Supplied information:

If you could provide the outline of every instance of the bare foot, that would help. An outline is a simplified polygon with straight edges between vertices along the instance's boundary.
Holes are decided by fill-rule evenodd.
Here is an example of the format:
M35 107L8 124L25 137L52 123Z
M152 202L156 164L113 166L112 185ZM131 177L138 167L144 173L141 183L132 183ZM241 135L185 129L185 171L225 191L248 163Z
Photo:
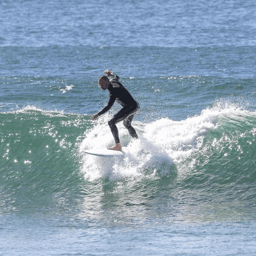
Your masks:
M119 150L120 151L122 150L122 146L120 143L117 143L115 145L110 148L108 148L108 149L111 150Z

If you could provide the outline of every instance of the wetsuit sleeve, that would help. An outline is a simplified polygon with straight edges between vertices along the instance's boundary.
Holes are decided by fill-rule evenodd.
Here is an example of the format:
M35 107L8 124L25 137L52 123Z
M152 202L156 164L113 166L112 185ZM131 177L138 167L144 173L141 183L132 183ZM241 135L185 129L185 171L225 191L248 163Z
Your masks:
M113 106L113 104L115 103L116 97L116 95L114 94L111 94L109 95L109 99L108 100L108 102L107 104L107 106L102 110L97 113L97 114L99 115L101 115L105 114L106 112L108 111L111 108L112 106Z
M120 78L117 75L116 75L115 74L112 73L112 74L111 74L111 76L112 77L112 78L111 78L111 79L110 79L111 81L112 80L115 80L116 81L117 81L118 82L118 81L119 81L119 79Z

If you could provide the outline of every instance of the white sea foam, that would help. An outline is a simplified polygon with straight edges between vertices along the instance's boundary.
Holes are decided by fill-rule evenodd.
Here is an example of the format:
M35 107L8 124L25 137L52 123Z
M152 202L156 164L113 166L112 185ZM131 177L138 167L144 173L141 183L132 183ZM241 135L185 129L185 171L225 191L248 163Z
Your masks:
M111 180L156 172L164 175L170 167L189 157L202 147L210 130L218 127L220 115L230 114L229 110L205 109L201 115L185 120L162 118L148 124L133 122L139 139L131 139L122 123L118 124L121 144L127 147L124 159L108 158L85 154L83 171L86 178L108 177ZM107 124L110 116L106 114L85 132L80 150L106 148L114 143Z
M133 122L139 139L131 139L122 123L118 124L121 144L127 147L124 159L108 158L85 154L82 171L86 178L94 180L108 177L111 180L127 177L162 175L202 147L209 132L225 122L235 122L255 113L233 106L217 104L204 109L200 115L177 121L168 118L150 123ZM114 143L107 124L110 116L99 118L95 125L85 132L80 145L84 148L106 148ZM191 164L193 160L191 159Z

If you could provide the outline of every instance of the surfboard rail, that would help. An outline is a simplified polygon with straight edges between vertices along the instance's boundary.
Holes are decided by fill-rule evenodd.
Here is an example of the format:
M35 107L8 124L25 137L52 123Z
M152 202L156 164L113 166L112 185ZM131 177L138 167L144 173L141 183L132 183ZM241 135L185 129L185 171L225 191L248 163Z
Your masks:
M124 156L126 154L125 149L125 147L123 147L123 150L121 151L112 150L108 149L107 148L97 148L85 149L83 150L83 152L97 156L113 157L117 156Z

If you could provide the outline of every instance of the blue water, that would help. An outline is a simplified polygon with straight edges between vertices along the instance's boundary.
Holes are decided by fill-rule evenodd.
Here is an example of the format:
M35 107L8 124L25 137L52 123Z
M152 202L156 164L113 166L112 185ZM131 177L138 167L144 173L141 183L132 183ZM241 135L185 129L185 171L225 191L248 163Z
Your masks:
M254 255L256 3L0 3L0 255ZM124 159L110 69L139 102Z

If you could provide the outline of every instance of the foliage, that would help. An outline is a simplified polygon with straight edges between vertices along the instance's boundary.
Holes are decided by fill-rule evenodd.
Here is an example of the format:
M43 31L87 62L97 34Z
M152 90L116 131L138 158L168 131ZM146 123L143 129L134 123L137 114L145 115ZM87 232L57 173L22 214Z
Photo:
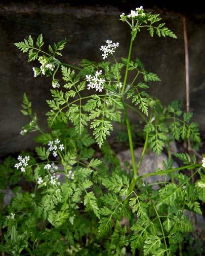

What you should do: Turn the whole listing above into a JSON list of strings, one string per line, with blank lines skipped and the pictures left out.

Task answer:
[
  "If you could provide the outline of every instance of the bare foot, that would help. An outline is a simplified polygon with straight edges between vertices along the instance's boundary.",
  "Holes are decided by fill-rule evenodd.",
  "Here is an example of the format:",
  "M35 107L8 124L25 137L52 123Z",
  "M152 202L156 164L113 166L112 185ZM131 177L138 167L144 173L141 183L132 183ZM241 135L185 129L185 171L225 191L248 163Z",
  "Photo:",
  "Your masks:",
  "M119 150L120 151L122 150L122 146L120 143L117 143L115 145L110 148L108 148L108 149L111 150Z",
  "If you could provide the outline of every instance of the wetsuit sleeve, that would help. An outline is a simplified polygon with straight edges between vertices along the instance's boundary.",
  "Holes are decided by fill-rule evenodd.",
  "Here is an example of the format:",
  "M35 107L8 124L25 137L52 123Z",
  "M152 202L156 164L113 166L112 185ZM131 177L138 167L144 173L141 183L132 183ZM241 135L185 129L185 171L225 191L248 163Z",
  "Your masks:",
  "M113 106L113 104L115 103L116 97L116 95L114 94L111 94L109 95L109 99L108 100L108 102L107 104L107 106L102 110L97 113L97 114L99 115L101 115L105 114L106 112L108 111L111 108L112 106Z",
  "M120 78L117 75L116 75L115 74L112 73L112 74L111 74L111 76L112 77L112 78L111 78L111 79L110 79L111 81L112 80L115 80L116 81L117 81L118 82L118 81L119 81L119 79Z",
  "If you could provide the outline of every instance of the white sea foam, that would help. An outline is a simplified polygon with straight edges between vertices along the instance's boundary.",
  "Holes are decided by fill-rule evenodd.",
  "Here is an example of the format:",
  "M35 107L8 124L25 137L52 123Z",
  "M152 202L156 164L113 166L112 185ZM131 177L138 167L144 173L141 183L132 183ZM241 135L185 129L185 171L225 191L248 163Z",
  "Your masks:",
  "M111 180L156 172L164 175L170 167L189 157L202 147L210 130L218 127L220 115L230 114L229 110L205 109L201 115L185 120L162 118L148 124L133 122L139 139L131 139L122 123L118 124L121 144L127 147L124 159L108 158L85 154L83 171L86 178L108 177ZM107 124L110 116L106 114L85 132L80 150L106 148L114 143Z",
  "M133 122L139 139L131 139L122 123L118 124L121 144L127 147L124 159L108 158L85 154L82 171L86 178L94 180L108 177L111 180L127 177L162 175L202 147L209 132L225 122L235 122L255 113L233 106L217 104L204 109L200 115L177 121L168 118L150 123ZM114 143L107 124L110 116L99 118L95 125L85 132L80 145L84 148L106 148ZM191 164L193 160L191 159Z",
  "If you could provide the outline of every instance of the surfboard rail, that would help. An outline is a simplified polygon with straight edges between vertices along the instance's boundary.",
  "Holes are decided by fill-rule evenodd.",
  "Here is an example of the format:",
  "M35 107L8 124L25 137L52 123Z",
  "M152 202L156 164L113 166L112 185ZM131 177L138 167L144 173L141 183L132 183ZM241 135L185 129L185 171L225 191L248 163Z",
  "Your masks:",
  "M124 156L126 154L125 149L125 147L123 147L123 150L121 151L112 150L108 149L107 148L97 148L85 149L83 150L83 152L97 156L113 157L117 156Z",
  "If you could provide the outline of every instance of the blue water, that would help. An outline is a simplified polygon with straight edges between vertices along the instance's boundary.",
  "Holes are decided by fill-rule evenodd.",
  "Here is an example of the format:",
  "M35 107L8 124L25 137L52 123Z",
  "M152 202L156 164L113 166L112 185ZM131 177L138 167L144 173L141 183L132 183ZM241 135L185 129L185 171L225 191L248 163Z",
  "Your masks:",
  "M254 255L256 3L0 3L0 255ZM124 159L110 69L139 102Z",
  "If you could provide the outline of every instance of the foliage, that would help. An outline is a simplified polygon with straight edges between vertices along the instance's boundary.",
  "Holes are decided by fill-rule evenodd.",
  "Here is an example of the format:",
  "M43 31L87 62L97 34Z",
  "M152 90L116 131L138 158L168 131ZM146 123L143 129L134 123L137 114L145 115ZM87 232L57 173L22 214Z",
  "Photo:"
]